ÉNONCÉ ÉCRIT A - Réécrivez sous forme de liste le paragraphe du texte sur l'affaire Daewoo qui commence par « Mais ces débats ne sont pas d’actualité », en conservant ses faits principaux.

TEXTE EXTRAIT -

• • • •

L’Affaire Daewoo

septembre 1999

L’empire Daewoo vacille sur ses bases. Une de ses poutres maîtresses, Daewoo Electronics, a déjà cédé et l’ensemble menace ruine ; il est aujourd’hui à la merci des créanciers internationaux et du Gouvernement coréen. Cette chute doit faire réfléchir sur l’avenir des chaebols, sur les limites des stratégies de rattrapage, sur le dévoiement des solutions mercantilistes, et sur les impasses du capitalisme autoritaire.

Mais ces débats ne sont pas d’actualité en France, où il est plutôt question de Longwy et de TMM. La solidité des emplois créés dans les zones déprimées par les entreprises en quête de primes est à nouveau questionnée. Le bassin de Longwy où Daewoo a créé 1000 emplois craint pour son avenir, d’autant que cette défection annoncée fait suite à celles de Panasonic et de JVC. L’autre débat qui resurgit est celui de Thomson Multimedia que le Gouvernement Juppé avait failli céder à Daewoo Electronics pour le Franc symbolique dans le cadre d’un plan élaboré par le Groupe Lagardere, défendu par le Trésor, porté aux nues par Mr Longuet et mis en scène par Publicis.

Mais le soulagement de ceux qui ont défendu le projet ou qui ont laissé faire n’est d’aucune utilité : ce n’est pas parce que Daewoo fait faillite aujourd’hui qu’il ne fallait pas lui confier hier TMM, c’est parce qu’hier Daewoo était incapable de reprendre TMM et que ceux qui étaient en charge n’ont rien vu et rien compris que l’affaire Daewoo doit être méditée.

En effet nul ne prévoyait en 1996 la crise asiatique, nul ne peut écrire l’histoire de Daewoo Electronics enrichie de TMM, et nul ne peut donc dire ce que serait l’attitude actuelle du Gouvernement sud-coréen si Daewoo Electronics était devenue la première activité du Chaebol.

• • • •

ENREGISTREMENTS SOURCES -
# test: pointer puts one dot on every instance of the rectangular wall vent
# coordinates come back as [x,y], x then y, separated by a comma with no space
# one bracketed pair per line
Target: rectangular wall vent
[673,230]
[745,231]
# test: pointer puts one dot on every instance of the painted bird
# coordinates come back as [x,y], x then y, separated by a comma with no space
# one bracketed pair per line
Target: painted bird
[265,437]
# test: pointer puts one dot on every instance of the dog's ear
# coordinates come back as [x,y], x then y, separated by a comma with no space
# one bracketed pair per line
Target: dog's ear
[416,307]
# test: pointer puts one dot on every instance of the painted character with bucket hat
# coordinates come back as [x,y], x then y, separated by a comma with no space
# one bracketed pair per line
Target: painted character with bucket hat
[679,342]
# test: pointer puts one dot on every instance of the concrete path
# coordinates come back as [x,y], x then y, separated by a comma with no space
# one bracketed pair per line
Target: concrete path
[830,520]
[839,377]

• • • •

ÉNONCÉ ÉCRIT B - Recopiez à l'identique, s'il vous plaît, les lignes des enregistrements en commençant par celle qui contient « the painted bird » et en terminant par la dernière ligne des enregistrements, ces deux lignes comprises.

RÉPONSE COMPLÈTE A -
- En France, il est plutôt question de Longwy et de TMM.
- La solidité des emplois créés dans les zones déprimées par les entreprises en quête de primes est à nouveau mise en doute.
- Le bassin de Longwy, où Daewoo a créé 1000 emplois, craint pour son avenir. Cette défection annoncée fait suite à celles de Panasonic et de JVC.
- Le débat sur Thomson Multimedia resurgit. Le Gouvernement Juppé avait failli le céder à Daewoo Electronics pour le franc symbolique.
- Ce plan avait été élaboré par le Groupe Lagardere, défendu par le Trésor, porté aux nues par Mr Longuet et mis en scène par Publicis.

RÉPONSE COMPLÈTE B -
# test: pointer puts one dot on every instance of the painted bird
# coordinates come back as [x,y], x then y, separated by a comma with no space
# one bracketed pair per line
Target: painted bird
[265,437]
# test: pointer puts one dot on every instance of the dog's ear
# coordinates come back as [x,y], x then y, separated by a comma with no space
# one bracketed pair per line
Target: dog's ear
[416,307]
# test: pointer puts one dot on every instance of the painted character with bucket hat
# coordinates come back as [x,y], x then y, separated by a comma with no space
# one bracketed pair per line
Target: painted character with bucket hat
[679,342]
# test: pointer puts one dot on every instance of the concrete path
# coordinates come back as [x,y], x then y, separated by a comma with no space
# one bracketed pair per line
Target: concrete path
[830,520]
[839,377]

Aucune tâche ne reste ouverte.